*** Input data ***

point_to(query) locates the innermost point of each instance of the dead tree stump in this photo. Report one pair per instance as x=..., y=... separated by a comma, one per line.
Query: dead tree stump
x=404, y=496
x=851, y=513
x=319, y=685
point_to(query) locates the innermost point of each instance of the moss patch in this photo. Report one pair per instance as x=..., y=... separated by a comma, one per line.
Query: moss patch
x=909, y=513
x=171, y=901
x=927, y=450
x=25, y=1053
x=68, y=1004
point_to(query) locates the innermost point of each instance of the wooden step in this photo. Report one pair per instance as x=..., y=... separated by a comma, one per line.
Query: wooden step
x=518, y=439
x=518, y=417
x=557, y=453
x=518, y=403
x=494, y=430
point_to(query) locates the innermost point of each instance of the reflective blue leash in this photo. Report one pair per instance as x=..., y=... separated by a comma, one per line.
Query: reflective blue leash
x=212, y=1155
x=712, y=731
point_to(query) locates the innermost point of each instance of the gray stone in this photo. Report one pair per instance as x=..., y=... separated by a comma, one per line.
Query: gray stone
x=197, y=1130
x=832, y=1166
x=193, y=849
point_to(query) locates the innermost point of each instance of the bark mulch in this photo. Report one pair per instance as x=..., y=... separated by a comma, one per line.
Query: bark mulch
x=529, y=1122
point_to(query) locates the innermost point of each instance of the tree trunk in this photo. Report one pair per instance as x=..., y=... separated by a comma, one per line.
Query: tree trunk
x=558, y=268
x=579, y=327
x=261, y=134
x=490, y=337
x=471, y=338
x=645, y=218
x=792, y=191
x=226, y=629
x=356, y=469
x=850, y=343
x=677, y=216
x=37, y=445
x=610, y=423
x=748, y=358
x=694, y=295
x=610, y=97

***

Would you copy every line from the listing above that has the string "comma" in it?

point_to(query) locates the innermost point of each instance of the dead tree stump in this photo. Report one pair per instance as x=..., y=... separated by a comma, one per line.
point_to(query) locates the innermost point of each instance of the moss patch in this photo. Report one pair per instance as x=..., y=... separated by a comma, one per line.
point_to(query) locates the innermost point of each instance of the wooden step in this photo. Report one pair per instance as x=..., y=... separated by a comma, one per line.
point_to(query) locates the innermost point of each instance of the reflective blue leash in this photo. Report one pair per instance as x=..., y=... separated by a comma, one per line.
point_to(query) locates the innermost point of each instance of the gray stone in this photo. Report one pair per instance as x=..., y=... separated by a comma, one per line.
point_to(query) locates the innermost point of each instance of the bark mulch in this photo. Report one pair per instance as x=..., y=... separated by a comma, one per line.
point_to(query) locates the innermost point of each instance of the tree trunk in this photo. Report one pair per instance as x=..., y=... separated by a comma, one per line.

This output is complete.